This is art for and by the people: Children from Franklin Elementary School are coming today, Boys & Girls Clubs of the Olympic Peninsula kids will arrive later in the week, and the general public is welcome throughout.
During “Re Creation” construction from 9 a.m. to 3 p.m. today through Saturday, participation is free for all, said Karen White, the arts center contractor leading the project.
Drop-ins offering helping hands are welcome, she emphasized.
“We definitely encourage people to come and check out what’s going on,” White said Tuesday.
On June 1 at the center, she gave a slide-illustrated lecture about community sculptures she’s facilitated: about 30 of them in Colorado, Washington and Oregon since 2007.
Then, White invited input from Port Angeles-area residents on what they want for themselves.
The message was clear: We like the nest idea, attendees told White.
And when she discussed that with Franklin students earlier this month, the question was: Can we put eggs in it?
“That’s something we’re going to attempt,” White said.
She’s made “eggs” before, from grasses and other natural materials found nearby.
Call for sticks
Hired last winter by fine arts center Executive Director Robin Anderson to orchestrate “Re Creation,” White began calling for sticks this spring.
And as building starts, White still wants twigs and branches — provided they have smooth bark and are no bigger than a nickel or quarter coin in diameter.

* Task goal *
In the article about the "Re Creation" community sculpture, during what hours does construction take place? The data that comes next is separate from the article about the "Re Creation" community sculpture.

* Listed records *
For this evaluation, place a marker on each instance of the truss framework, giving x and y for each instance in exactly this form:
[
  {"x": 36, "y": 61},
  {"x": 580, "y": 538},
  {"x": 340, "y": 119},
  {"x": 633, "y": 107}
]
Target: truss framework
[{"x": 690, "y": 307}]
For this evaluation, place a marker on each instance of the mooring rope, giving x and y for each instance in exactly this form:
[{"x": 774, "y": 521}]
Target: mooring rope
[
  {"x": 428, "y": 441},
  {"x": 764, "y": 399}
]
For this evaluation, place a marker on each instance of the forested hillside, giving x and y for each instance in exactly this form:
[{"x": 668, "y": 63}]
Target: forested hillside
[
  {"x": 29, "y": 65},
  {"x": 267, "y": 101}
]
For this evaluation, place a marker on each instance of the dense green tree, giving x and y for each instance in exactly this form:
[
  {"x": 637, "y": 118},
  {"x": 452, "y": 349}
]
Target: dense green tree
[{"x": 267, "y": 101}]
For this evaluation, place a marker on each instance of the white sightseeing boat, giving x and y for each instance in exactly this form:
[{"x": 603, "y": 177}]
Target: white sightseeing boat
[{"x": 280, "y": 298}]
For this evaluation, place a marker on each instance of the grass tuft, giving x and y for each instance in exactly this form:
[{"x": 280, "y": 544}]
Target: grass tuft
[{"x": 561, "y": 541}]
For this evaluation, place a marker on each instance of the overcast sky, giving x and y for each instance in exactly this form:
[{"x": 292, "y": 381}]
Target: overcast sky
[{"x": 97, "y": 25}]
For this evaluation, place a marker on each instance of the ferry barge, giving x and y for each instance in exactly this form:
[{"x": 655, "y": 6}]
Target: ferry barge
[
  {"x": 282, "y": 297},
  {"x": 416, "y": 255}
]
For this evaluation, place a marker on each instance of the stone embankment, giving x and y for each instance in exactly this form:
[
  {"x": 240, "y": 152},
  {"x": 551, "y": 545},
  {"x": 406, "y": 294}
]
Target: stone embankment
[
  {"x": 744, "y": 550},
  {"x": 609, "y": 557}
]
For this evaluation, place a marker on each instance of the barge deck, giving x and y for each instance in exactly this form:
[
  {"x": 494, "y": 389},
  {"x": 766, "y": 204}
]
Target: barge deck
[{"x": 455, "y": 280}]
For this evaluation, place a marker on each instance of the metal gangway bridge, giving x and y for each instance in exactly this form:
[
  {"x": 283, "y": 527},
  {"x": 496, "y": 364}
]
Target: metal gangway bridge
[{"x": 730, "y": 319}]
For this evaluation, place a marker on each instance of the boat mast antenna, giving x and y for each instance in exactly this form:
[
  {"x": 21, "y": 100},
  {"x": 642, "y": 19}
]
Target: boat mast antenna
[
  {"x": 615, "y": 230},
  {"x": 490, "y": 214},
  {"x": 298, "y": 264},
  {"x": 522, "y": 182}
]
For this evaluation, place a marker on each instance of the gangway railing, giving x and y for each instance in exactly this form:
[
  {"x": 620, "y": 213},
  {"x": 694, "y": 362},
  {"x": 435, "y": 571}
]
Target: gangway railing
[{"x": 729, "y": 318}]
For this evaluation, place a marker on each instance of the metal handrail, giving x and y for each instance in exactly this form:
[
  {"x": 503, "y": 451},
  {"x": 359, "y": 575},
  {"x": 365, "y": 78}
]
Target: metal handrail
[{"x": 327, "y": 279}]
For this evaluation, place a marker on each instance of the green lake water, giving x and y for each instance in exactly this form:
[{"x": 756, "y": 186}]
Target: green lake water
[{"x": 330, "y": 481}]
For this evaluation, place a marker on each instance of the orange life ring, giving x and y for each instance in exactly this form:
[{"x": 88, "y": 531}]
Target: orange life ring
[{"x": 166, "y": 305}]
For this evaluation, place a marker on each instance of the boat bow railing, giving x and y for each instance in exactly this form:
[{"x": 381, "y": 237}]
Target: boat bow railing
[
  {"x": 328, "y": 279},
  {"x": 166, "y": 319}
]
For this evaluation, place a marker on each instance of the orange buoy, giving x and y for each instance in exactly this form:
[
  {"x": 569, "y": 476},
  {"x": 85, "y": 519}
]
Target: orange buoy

* Output for this exercise *
Construction runs from 9 a.m. to 3 p.m.